» DESCRIPTION OF THE TASK
Copy the records below exactly, leaving out any pictures.

Extracted data entries
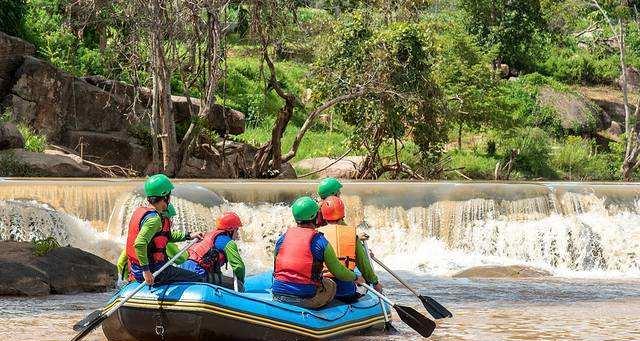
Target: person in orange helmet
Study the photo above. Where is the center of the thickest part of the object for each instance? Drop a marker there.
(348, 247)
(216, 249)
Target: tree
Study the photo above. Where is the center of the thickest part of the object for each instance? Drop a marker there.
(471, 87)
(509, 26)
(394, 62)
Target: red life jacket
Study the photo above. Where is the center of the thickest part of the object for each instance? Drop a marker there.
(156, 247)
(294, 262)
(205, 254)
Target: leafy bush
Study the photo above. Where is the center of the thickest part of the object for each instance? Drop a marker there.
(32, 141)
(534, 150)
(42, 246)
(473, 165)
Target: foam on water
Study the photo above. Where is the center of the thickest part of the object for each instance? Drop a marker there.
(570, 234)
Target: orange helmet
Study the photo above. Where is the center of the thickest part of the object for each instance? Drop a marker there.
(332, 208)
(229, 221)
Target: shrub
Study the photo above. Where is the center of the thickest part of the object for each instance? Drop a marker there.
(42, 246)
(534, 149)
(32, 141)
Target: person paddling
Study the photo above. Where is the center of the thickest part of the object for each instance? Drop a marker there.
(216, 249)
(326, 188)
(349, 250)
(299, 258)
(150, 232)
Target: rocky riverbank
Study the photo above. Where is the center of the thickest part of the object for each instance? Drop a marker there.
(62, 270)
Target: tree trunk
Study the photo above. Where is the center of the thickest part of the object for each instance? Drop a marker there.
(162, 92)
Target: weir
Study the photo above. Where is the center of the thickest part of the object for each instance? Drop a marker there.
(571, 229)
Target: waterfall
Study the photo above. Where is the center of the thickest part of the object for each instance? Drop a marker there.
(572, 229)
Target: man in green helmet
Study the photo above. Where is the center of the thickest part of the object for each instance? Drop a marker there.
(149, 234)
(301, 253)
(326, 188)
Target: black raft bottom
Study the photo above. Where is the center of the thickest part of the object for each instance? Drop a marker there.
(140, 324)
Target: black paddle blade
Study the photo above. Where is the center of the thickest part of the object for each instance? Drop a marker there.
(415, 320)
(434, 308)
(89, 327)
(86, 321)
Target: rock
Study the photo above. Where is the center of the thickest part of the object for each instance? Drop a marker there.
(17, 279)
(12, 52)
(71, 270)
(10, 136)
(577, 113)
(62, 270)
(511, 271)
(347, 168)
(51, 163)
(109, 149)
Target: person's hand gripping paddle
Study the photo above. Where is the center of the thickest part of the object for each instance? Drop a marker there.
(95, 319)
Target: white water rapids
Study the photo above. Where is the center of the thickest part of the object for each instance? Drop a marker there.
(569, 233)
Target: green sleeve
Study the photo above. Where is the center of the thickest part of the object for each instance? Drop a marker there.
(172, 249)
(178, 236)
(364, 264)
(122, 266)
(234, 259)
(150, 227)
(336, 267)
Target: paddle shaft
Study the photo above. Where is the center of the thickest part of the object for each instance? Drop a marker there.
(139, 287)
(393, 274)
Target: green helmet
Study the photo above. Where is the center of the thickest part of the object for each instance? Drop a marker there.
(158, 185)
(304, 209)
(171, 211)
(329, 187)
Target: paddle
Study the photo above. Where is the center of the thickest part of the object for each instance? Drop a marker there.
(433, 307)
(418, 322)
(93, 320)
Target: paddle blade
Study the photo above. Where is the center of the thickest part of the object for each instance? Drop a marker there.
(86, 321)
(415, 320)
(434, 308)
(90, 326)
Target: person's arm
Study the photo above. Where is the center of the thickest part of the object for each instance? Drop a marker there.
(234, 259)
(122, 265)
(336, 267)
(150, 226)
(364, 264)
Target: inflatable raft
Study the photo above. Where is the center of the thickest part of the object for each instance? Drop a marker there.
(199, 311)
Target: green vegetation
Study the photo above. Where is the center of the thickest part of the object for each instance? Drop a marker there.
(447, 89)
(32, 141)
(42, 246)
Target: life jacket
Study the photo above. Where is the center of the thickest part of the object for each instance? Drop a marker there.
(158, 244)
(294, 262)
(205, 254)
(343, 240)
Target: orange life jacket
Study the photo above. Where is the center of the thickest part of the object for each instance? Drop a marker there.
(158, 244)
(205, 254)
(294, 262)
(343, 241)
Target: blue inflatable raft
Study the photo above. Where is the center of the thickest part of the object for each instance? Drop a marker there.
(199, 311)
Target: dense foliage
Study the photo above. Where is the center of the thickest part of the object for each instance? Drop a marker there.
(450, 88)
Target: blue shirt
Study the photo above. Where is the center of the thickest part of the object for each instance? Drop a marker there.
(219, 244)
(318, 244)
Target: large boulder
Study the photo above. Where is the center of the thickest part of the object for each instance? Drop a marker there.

» SOLUTION FOR THIS EXERCISE
Target: person in orange helmet
Study the photo above. Where is the center of the thickest part of the object for each instance? Drop a marker there.
(348, 247)
(216, 249)
Target: tree
Study the photo above. Where is the center of the thickest part of the object for each instance? Drop a marker there.
(471, 87)
(509, 26)
(394, 62)
Target: red life jacket
Study the photo above. Where is the center of the thickest part of the object for each instance? Drop a marker there.
(156, 247)
(294, 262)
(205, 254)
Target: leafy bush
Study the photo above. Where is the center of the thickest part of the object for each instance? Drop a marker there.
(32, 141)
(534, 150)
(42, 246)
(473, 165)
Target: foam on water
Study the photo above. Where is the center of the thickest part of the object for each instance? Drop a marker there.
(570, 234)
Target: orange helmet
Study the photo above. Where is the center of the thickest part of the object for each instance? Drop a marker there.
(332, 208)
(229, 221)
Target: shrub
Study the photo above. Where is the center of the thickest part of the object for each instance? Drop a marker there.
(42, 246)
(534, 149)
(32, 141)
Target: person paddling
Study the photo above. Where is the center of the thickest part of the object for each instance? Drop a marker there.
(216, 249)
(326, 188)
(349, 250)
(299, 258)
(150, 232)
Target: rocky riverbank
Study the photo above. Where is the center of the thickest part of the object for each instance? Drop a marker there.
(62, 270)
Target: tree trunk
Study the photo above. Where is the center of the thickest part of the object for each instance? Drop a marker there.
(162, 92)
Target: weir
Study the photo above. Where is the center of the thickest part of the object for each instance? Drop a marker there.
(571, 229)
Target: waterfall
Study the photo above. Where is the center of the thickest part of the object for each instance? Drop a marker there.
(572, 229)
Target: man in green helmet
Study the photo above. Where is the center of the thickest part of the object for each instance? Drop a marker there.
(149, 234)
(301, 253)
(326, 188)
Target: black raft bottom
Study the photo above. Where is the center of the thickest part of the object for each instance? Drop a marker there.
(140, 324)
Target: black paddle blade
Study the photo above. Where is the center of the thickest part of the object for each instance? Drop a marker there.
(415, 320)
(434, 308)
(89, 327)
(86, 321)
Target: rock
Study the photo above. Where is the center of the thickest part of the object for each instance? Drop a marker there.
(17, 279)
(12, 52)
(71, 270)
(10, 136)
(577, 113)
(62, 270)
(511, 271)
(347, 168)
(51, 163)
(109, 149)
Target: person's hand gripping paddle
Study the photo above. Where is the center of the thickest part of the object for each instance? Drop a marker there.
(95, 319)
Target: white water rapids
Study the photo above. Where is the center of the thickest part of the object for each instance? Drop a marker there.
(569, 233)
Target: green sleeve
Study the photo above. Where is the center of the thickest part of the object for each instance? Drop a marker there.
(172, 249)
(178, 236)
(364, 264)
(122, 266)
(234, 259)
(150, 227)
(336, 267)
Target: paddle shaft
Study the photo above. Where is the center of the thickest part of the object for each instance? Drop a marker there.
(139, 287)
(393, 274)
Target: green helmet
Study the photo above. Where is the center of the thickest part of the object for each instance? Drop a marker there.
(158, 185)
(304, 209)
(171, 211)
(329, 187)
Target: paddle
Study the photo above. Where is the center of the thickest part of the object for each instance? Drop a marker there.
(433, 307)
(418, 322)
(93, 320)
Target: paddle blade
Study the photo above. Where is the center of the thickest part of the object for each instance? Drop a marker there.
(86, 321)
(415, 320)
(434, 308)
(90, 326)
Target: person's arm
Study the photo above. Where is the center of the thickest part of the object for each instance? Drop a marker there.
(234, 259)
(122, 265)
(336, 267)
(150, 226)
(364, 264)
Target: inflatable raft
Study the photo above. Where is the center of the thickest part of the object for each instance? Drop a marker there.
(199, 311)
Target: green vegetation
Study the photo above. Where is the center of the thickest part of the object for each instance? Drop a marker there.
(447, 89)
(32, 141)
(42, 246)
Target: life jacket
Study the photo above. Where is the center of the thickest part of the object for each instance? Drop a marker there.
(158, 244)
(294, 262)
(205, 254)
(343, 240)
Target: orange life jacket
Study the photo above. Where is the center of the thickest part of the object for each instance? Drop a marker there.
(158, 244)
(205, 254)
(294, 262)
(343, 241)
Target: blue inflatable raft
Study the photo above. Where is the center of the thickest part of the object for each instance? Drop a marker there.
(199, 311)
Target: dense foliage
Study the photo above. Where is the center of the thickest part of the object for each instance? Drop a marker there.
(450, 88)
Target: blue shirt
Study the photo above. Where is the center of the thickest part of the object for each instance? Drop a marker there.
(219, 244)
(318, 244)
Target: large boulder
Study the photo above. Where is the center of the thickest part of the object for each instance? Drop a marker there.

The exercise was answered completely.